## Text to read
Nestled in the beautiful mountains of Morgantown, the PHaD Lab is directed by Nicholas A. Turiano, Associate Professor of Life Span Developmental Psychology at West Virginia University. Dr. Turiano will be accepting applications from potential graduate students for Fall 2027 admission. If interested in working in the PHaD lab, contact Dr. Turiano at naturiano@mail.wvu.edu
PHaD Lab Mission: My mission is to prepare the next generation of developmental scientists through outstanding mentorship, rigorous training, and collaborative discovery. The lab helps students cultivate a passion for research and teaching while developing expertise in cutting-edge psychological science, longitudinal research methodology, and advanced quantitative techniques to address critical questions in lifespan development. Beyond research, the lab fosters the professional skills, leadership, and communication abilities that enable trainees to excel in academia, higher education, consulting, industry, and other data-driven careers.
PHaD Lab Research: To conduct our developmental research, the PHaD lab utilizes population-based data from several longitudinal national studies, such as the Midlife Development in the U.S. (MIDUS) study. We also engage in primary data collection via Prolific and local cohort studies, such as the College Student Transition Study. Explore more about our current research projects!

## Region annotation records
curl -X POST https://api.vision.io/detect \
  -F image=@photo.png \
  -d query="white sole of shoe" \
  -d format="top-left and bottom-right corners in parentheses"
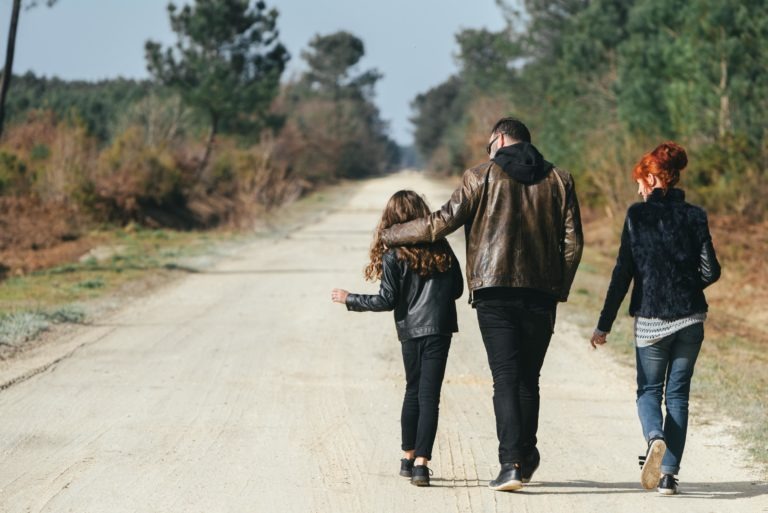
top-left (640, 440), bottom-right (667, 490)
top-left (488, 481), bottom-right (523, 492)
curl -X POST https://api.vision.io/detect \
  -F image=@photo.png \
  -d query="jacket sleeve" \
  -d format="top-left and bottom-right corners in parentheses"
top-left (597, 217), bottom-right (635, 333)
top-left (699, 210), bottom-right (720, 289)
top-left (559, 178), bottom-right (584, 302)
top-left (346, 253), bottom-right (400, 312)
top-left (381, 170), bottom-right (480, 246)
top-left (451, 246), bottom-right (464, 299)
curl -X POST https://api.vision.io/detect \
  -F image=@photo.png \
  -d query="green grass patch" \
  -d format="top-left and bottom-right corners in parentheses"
top-left (0, 305), bottom-right (85, 347)
top-left (0, 227), bottom-right (238, 316)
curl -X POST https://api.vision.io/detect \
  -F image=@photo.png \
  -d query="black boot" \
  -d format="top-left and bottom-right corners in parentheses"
top-left (411, 465), bottom-right (432, 486)
top-left (488, 463), bottom-right (523, 492)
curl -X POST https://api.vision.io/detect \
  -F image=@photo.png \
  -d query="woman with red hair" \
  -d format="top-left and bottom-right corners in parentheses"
top-left (590, 142), bottom-right (720, 495)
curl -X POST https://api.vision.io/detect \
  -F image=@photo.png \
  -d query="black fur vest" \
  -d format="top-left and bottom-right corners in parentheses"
top-left (597, 189), bottom-right (720, 332)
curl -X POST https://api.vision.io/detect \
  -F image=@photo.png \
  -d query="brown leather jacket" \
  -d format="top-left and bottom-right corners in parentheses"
top-left (382, 143), bottom-right (584, 301)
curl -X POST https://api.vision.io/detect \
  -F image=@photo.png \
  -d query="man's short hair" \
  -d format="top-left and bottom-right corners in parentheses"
top-left (491, 118), bottom-right (531, 143)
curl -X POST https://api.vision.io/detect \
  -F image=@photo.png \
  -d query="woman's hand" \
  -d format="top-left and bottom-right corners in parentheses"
top-left (331, 289), bottom-right (349, 304)
top-left (589, 330), bottom-right (608, 349)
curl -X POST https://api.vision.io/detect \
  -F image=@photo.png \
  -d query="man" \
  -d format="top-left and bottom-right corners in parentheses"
top-left (382, 118), bottom-right (583, 491)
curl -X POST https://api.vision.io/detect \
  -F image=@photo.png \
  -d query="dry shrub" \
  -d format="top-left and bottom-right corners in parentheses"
top-left (84, 127), bottom-right (186, 227)
top-left (271, 98), bottom-right (388, 183)
top-left (579, 124), bottom-right (655, 224)
top-left (188, 133), bottom-right (311, 228)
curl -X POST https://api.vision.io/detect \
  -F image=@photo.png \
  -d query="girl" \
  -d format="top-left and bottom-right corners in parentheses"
top-left (591, 142), bottom-right (720, 495)
top-left (331, 191), bottom-right (464, 486)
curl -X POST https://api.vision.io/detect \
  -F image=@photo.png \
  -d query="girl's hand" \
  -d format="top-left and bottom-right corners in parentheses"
top-left (589, 330), bottom-right (608, 349)
top-left (331, 289), bottom-right (349, 304)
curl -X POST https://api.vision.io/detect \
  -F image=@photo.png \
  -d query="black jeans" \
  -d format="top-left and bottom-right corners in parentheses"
top-left (400, 335), bottom-right (451, 460)
top-left (475, 294), bottom-right (556, 463)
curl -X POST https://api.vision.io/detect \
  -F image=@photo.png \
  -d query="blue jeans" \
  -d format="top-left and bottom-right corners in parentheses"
top-left (636, 323), bottom-right (704, 474)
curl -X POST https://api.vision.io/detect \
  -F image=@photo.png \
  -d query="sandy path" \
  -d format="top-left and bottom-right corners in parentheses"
top-left (0, 173), bottom-right (768, 513)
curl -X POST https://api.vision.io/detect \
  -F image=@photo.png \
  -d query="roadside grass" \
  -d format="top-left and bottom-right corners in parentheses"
top-left (564, 222), bottom-right (768, 474)
top-left (0, 182), bottom-right (355, 352)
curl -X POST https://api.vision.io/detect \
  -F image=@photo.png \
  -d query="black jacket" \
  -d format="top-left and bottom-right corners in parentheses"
top-left (347, 249), bottom-right (464, 341)
top-left (597, 189), bottom-right (720, 332)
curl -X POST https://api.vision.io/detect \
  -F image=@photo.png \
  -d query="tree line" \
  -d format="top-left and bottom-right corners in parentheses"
top-left (0, 0), bottom-right (399, 232)
top-left (412, 0), bottom-right (768, 220)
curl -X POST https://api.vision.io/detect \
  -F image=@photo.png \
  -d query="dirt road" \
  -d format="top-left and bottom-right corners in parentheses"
top-left (0, 173), bottom-right (768, 513)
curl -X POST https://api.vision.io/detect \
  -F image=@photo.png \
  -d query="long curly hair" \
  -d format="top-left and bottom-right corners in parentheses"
top-left (363, 190), bottom-right (453, 281)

## Required tasks
a - Transcribe the lab description in full, with no changes.
b - Please reproduce the records word for word, from the first line of the records through the line containing "top-left (451, 246), bottom-right (464, 299)", including both of those lines. Leave out the pictures.
The lab description and the records have no connection to each other.

## Answers for the tasks
a -
Nestled in the beautiful mountains of Morgantown, the PHaD Lab is directed by Nicholas A. Turiano, Associate Professor of Life Span Developmental Psychology at West Virginia University. Dr. Turiano will be accepting applications from potential graduate students for Fall 2027 admission. If interested in working in the PHaD lab, contact Dr. Turiano at naturiano@mail.wvu.edu
PHaD Lab Mission: My mission is to prepare the next generation of developmental scientists through outstanding mentorship, rigorous training, and collaborative discovery. The lab helps students cultivate a passion for research and teaching while developing expertise in cutting-edge psychological science, longitudinal research methodology, and advanced quantitative techniques to address critical questions in lifespan development. Beyond research, the lab fosters the professional skills, leadership, and communication abilities that enable trainees to excel in academia, higher education, consulting, industry, and other data-driven careers.
PHaD Lab Research: To conduct our developmental research, the PHaD lab utilizes population-based data from several longitudinal national studies, such as the Midlife Development in the U.S. (MIDUS) study. We also engage in primary data collection via Prolific and local cohort studies, such as the College Student Transition Study. Explore more about our current research projects!

b -
curl -X POST https://api.vision.io/detect \
  -F image=@photo.png \
  -d query="white sole of shoe" \
  -d format="top-left and bottom-right corners in parentheses"
top-left (640, 440), bottom-right (667, 490)
top-left (488, 481), bottom-right (523, 492)
curl -X POST https://api.vision.io/detect \
  -F image=@photo.png \
  -d query="jacket sleeve" \
  -d format="top-left and bottom-right corners in parentheses"
top-left (597, 217), bottom-right (635, 333)
top-left (699, 210), bottom-right (720, 289)
top-left (559, 178), bottom-right (584, 302)
top-left (346, 253), bottom-right (400, 312)
top-left (381, 170), bottom-right (480, 246)
top-left (451, 246), bottom-right (464, 299)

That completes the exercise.